Problem 1 » Decide whether each statement agrees with the memorandum opinion, answering yes or no and quoting the deciding words: (a) The United States supports Thurman's motion to sever. (b) Thurman's co-defendant is James Robinson. (c) The Court grants Thurman's motion.
Problem 2 » Which district judge is named in the memorandum opinion?
Problem 3 » Repeat the part of the memorandum opinion that opens with the words containing "Defendant, Shanion Thurman, moves" and closes with "denies Thurman's motion.".

──────── Excerpted text

May 16, 2013
UNITED STATES OF AMERICA, Plaintiff,
SHANION M. THURMAN, JAMES L. ROBINSON, Defendants.
MEMORANDUM OPINION AND ORDER
JOHN G. HEYBURN II, District Judge.
Defendant, Shanion Thurman, moves to sever her trial from her co-defendant, James Robinson, due to the alleged prejudice she will suffer if tried jointly with Robinson and her supposed inability to cross-examine certain witnesses against her. The United States opposes the motion. For the reasons that follow, the Court denies Thurman's motion.

────────────────
──────── Data listing

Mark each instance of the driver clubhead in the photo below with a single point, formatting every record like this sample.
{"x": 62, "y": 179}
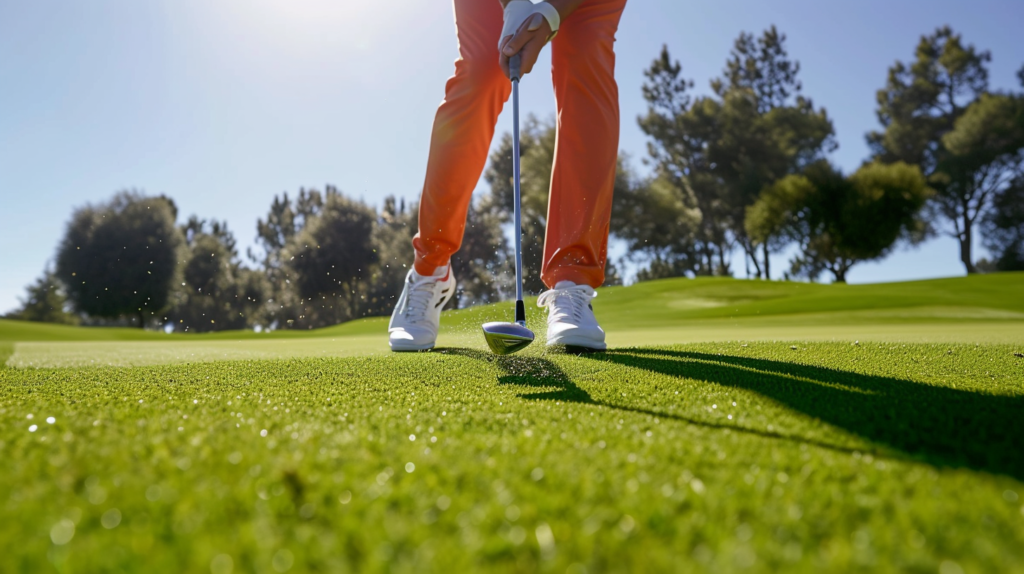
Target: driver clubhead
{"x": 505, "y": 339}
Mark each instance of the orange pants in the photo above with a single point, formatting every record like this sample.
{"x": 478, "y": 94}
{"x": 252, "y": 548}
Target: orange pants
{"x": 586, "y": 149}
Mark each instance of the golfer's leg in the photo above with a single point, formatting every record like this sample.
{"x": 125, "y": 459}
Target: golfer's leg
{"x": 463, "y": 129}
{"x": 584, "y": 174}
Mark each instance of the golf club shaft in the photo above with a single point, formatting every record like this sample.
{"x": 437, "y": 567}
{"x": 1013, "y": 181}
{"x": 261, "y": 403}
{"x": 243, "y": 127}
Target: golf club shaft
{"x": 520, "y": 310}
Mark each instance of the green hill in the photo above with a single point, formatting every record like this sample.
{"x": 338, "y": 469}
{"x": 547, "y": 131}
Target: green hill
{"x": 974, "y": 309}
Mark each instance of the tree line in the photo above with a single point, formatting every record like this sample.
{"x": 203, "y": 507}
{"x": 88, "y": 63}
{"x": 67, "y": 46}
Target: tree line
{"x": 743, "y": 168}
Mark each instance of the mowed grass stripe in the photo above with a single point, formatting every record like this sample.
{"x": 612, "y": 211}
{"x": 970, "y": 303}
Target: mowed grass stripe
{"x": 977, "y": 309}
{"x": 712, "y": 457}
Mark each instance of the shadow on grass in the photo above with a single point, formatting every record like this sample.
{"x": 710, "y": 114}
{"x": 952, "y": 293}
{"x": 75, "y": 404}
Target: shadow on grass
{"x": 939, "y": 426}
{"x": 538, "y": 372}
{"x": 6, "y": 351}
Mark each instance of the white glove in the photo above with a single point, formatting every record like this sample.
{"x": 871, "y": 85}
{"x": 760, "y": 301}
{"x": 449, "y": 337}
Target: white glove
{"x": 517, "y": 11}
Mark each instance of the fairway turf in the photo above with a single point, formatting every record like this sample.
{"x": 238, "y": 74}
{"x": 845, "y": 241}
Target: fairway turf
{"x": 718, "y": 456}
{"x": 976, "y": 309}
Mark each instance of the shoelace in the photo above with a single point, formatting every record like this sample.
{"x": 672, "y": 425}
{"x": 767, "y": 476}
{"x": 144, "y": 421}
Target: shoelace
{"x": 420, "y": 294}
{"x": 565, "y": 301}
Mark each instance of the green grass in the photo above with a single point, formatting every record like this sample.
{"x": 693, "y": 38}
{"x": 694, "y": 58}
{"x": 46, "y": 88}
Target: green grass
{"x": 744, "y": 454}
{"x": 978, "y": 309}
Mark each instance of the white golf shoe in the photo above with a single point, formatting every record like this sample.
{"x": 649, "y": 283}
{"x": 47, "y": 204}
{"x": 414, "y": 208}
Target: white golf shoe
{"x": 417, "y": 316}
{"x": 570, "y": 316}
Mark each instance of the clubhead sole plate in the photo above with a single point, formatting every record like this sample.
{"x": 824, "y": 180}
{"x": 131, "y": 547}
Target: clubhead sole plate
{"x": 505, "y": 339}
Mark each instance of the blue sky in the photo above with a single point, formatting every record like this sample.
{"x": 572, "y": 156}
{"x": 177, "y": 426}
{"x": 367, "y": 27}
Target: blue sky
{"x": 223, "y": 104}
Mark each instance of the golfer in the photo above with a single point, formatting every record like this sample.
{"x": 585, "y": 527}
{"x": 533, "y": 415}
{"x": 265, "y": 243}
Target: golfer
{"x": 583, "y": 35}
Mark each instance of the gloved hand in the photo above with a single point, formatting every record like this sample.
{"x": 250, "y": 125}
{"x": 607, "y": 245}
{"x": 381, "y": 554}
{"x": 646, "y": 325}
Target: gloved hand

────────────────

Right answer 1 »
(a) No: "The United States opposes the motion."
(b) Yes: "her co-defendant, James Robinson"
(c) No: "the Court denies Thurman's motion."

Right answer 2 » John G. Heyburn II.

Right answer 3 »
Defendant, Shanion Thurman, moves to sever her trial from her co-defendant, James Robinson, due to the alleged prejudice she will suffer if tried jointly with Robinson and her supposed inability to cross-examine certain witnesses against her. The United States opposes the motion. For the reasons that follow, the Court denies Thurman's motion.